** What you need to do **
What do the lines from the one containing "Would you be willing to mark the bathtub" through the end of the entries say? Quote them exactly, and only them.

** Input records **
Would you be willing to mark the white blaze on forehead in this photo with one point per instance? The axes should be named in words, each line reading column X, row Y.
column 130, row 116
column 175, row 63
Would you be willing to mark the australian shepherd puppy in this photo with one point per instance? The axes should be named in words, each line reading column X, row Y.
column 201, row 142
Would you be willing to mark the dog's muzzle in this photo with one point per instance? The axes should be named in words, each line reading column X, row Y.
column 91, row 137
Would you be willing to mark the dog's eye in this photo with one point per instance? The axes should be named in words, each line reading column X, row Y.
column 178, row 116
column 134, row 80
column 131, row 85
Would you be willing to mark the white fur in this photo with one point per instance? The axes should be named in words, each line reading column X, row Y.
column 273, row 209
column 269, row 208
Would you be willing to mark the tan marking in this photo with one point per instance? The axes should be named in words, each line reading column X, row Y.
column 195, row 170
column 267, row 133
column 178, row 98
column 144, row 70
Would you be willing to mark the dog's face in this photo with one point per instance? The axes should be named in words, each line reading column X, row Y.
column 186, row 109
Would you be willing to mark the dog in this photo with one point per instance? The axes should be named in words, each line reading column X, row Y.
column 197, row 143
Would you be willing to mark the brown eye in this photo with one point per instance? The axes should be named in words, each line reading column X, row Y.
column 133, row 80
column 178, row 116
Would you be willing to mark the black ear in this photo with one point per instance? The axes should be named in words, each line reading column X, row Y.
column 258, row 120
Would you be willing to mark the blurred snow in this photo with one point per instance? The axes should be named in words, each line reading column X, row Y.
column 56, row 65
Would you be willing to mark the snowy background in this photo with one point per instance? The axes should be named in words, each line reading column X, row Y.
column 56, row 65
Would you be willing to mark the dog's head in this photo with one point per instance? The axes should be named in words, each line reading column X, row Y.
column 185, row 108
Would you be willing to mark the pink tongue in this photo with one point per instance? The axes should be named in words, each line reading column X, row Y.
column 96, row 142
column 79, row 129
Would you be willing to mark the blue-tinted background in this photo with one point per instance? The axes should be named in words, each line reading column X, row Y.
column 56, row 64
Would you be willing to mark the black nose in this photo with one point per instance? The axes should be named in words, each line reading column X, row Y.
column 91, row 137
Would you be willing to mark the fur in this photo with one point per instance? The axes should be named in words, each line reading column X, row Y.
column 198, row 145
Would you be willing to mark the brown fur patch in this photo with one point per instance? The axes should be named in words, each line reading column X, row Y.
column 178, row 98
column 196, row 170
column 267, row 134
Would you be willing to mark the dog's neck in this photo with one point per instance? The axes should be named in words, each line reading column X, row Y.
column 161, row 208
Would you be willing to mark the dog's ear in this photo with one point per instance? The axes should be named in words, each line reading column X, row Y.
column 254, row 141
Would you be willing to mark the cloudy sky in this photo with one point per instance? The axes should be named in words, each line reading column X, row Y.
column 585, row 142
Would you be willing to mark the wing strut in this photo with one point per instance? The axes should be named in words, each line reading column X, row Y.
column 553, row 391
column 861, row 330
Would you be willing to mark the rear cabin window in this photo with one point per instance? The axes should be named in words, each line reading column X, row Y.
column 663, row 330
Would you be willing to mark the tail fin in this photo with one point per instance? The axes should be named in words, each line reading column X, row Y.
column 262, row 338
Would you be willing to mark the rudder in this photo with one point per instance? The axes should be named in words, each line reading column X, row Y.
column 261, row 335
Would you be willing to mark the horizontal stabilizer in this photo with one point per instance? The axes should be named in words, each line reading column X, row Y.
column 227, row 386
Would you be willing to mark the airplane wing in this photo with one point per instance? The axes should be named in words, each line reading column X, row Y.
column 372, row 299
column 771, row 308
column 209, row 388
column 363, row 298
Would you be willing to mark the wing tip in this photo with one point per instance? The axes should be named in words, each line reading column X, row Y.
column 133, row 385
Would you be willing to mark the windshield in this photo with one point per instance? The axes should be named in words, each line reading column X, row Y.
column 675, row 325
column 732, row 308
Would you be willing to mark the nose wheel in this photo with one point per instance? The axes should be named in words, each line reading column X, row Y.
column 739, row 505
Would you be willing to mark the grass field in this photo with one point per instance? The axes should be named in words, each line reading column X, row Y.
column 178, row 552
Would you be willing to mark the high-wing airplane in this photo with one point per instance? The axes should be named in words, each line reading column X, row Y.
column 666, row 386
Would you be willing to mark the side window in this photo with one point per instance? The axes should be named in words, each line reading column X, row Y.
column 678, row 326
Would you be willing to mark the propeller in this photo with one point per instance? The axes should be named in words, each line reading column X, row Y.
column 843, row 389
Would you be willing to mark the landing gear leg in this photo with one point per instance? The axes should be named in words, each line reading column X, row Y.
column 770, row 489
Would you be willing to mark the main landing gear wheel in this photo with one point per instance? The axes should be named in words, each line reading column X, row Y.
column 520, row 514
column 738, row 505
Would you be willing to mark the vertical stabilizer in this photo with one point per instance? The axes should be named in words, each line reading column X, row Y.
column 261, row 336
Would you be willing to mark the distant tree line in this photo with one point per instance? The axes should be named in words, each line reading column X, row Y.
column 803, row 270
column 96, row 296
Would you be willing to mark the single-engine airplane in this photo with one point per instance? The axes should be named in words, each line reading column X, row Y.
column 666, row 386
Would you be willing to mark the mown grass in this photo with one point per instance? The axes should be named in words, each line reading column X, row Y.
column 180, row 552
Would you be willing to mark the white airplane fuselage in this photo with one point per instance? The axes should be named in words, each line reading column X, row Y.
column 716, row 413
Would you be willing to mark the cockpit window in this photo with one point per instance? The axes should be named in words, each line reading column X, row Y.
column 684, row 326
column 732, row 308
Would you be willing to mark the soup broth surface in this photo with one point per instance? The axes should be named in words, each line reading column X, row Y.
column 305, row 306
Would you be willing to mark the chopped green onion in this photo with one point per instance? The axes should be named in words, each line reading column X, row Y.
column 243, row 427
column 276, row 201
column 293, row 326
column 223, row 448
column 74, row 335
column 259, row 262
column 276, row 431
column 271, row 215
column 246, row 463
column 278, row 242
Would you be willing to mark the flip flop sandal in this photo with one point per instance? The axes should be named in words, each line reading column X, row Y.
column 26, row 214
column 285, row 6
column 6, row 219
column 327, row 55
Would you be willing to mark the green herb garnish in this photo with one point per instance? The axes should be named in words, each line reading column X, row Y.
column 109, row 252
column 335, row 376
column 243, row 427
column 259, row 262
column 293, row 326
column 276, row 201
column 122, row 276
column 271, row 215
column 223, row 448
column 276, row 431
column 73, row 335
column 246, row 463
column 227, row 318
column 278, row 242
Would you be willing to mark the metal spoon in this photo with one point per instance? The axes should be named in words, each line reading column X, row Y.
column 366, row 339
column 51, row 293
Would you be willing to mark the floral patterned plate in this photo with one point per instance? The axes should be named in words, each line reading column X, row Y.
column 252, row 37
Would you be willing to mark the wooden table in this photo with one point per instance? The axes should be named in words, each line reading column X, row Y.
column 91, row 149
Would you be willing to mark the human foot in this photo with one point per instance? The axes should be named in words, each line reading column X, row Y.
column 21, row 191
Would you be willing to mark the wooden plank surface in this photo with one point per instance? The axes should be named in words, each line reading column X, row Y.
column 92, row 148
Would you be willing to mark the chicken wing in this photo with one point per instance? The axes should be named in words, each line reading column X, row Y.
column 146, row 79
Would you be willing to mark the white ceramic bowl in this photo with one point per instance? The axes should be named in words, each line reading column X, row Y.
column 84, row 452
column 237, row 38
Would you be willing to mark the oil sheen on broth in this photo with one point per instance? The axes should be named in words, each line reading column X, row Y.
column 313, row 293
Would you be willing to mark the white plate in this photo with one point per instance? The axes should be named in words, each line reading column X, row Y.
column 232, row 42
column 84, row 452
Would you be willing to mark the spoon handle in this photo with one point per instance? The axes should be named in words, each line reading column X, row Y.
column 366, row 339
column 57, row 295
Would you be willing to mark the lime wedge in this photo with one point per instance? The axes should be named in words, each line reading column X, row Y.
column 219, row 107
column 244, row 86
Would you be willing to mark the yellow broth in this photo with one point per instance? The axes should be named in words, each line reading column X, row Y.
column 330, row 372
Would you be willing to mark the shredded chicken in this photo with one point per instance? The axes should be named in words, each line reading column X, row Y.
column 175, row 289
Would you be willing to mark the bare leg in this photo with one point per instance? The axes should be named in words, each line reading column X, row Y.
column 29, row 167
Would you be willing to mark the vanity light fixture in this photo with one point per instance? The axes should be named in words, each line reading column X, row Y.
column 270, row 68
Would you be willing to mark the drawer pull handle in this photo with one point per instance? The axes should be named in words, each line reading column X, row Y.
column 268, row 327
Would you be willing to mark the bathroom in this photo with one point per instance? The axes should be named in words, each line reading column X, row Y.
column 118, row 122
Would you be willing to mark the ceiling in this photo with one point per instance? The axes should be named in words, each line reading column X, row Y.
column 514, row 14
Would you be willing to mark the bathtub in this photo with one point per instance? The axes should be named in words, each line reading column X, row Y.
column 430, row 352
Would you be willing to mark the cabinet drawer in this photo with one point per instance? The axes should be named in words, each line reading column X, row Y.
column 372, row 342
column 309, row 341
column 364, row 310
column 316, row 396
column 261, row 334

** Output **
Would you be willing to mark the bathtub in this photo with one point per instance? The axes should be named in words, each line reading column X, row Y.
column 430, row 352
Would you be willing to mark the cabinet drawer in this photo with one point per instance? The axes should be named in words, each line reading column X, row Y.
column 372, row 342
column 309, row 341
column 364, row 310
column 316, row 396
column 261, row 334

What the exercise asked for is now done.